▶ Given information
########

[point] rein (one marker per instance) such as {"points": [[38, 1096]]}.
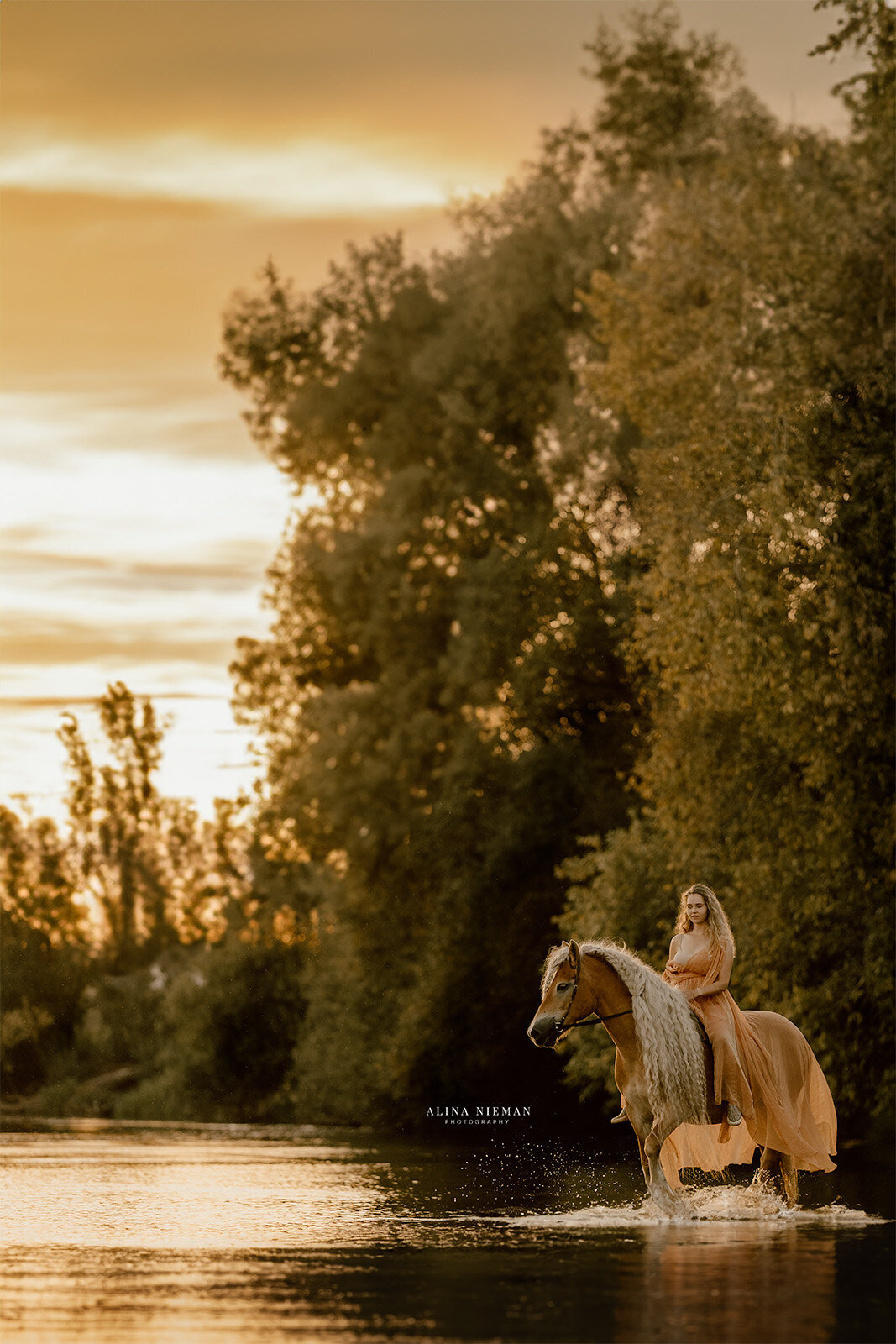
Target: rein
{"points": [[593, 1019]]}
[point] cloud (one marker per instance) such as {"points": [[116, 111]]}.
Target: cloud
{"points": [[34, 640], [298, 179]]}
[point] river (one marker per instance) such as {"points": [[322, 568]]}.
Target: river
{"points": [[157, 1234]]}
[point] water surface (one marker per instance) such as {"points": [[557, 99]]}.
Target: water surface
{"points": [[157, 1234]]}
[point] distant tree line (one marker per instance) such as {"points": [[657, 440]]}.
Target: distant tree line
{"points": [[587, 596]]}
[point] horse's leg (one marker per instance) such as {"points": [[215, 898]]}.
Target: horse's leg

########

All of the material goes into the answer exactly as it stands, except for the pictures.

[point] rein (one marker per instance) such as {"points": [[38, 1096]]}.
Target: rein
{"points": [[593, 1019]]}
[point] cloud (one marker per instance) such as {"points": [[116, 111]]}.
Target: cloud
{"points": [[34, 640], [298, 179]]}
[point] river (one marker per instance) such as {"points": [[322, 568]]}.
Target: river
{"points": [[157, 1234]]}
[point] water surface (one marker per instance) such as {"points": [[557, 99]]}.
Target: water surface
{"points": [[157, 1234]]}
[point] distant tree line (one marker per instance) such as {"points": [[657, 440]]}.
Target: distant tree line
{"points": [[587, 596]]}
[point] horse's leg (one marker per instance) such as {"points": [[215, 898]]}.
Target: horse's leg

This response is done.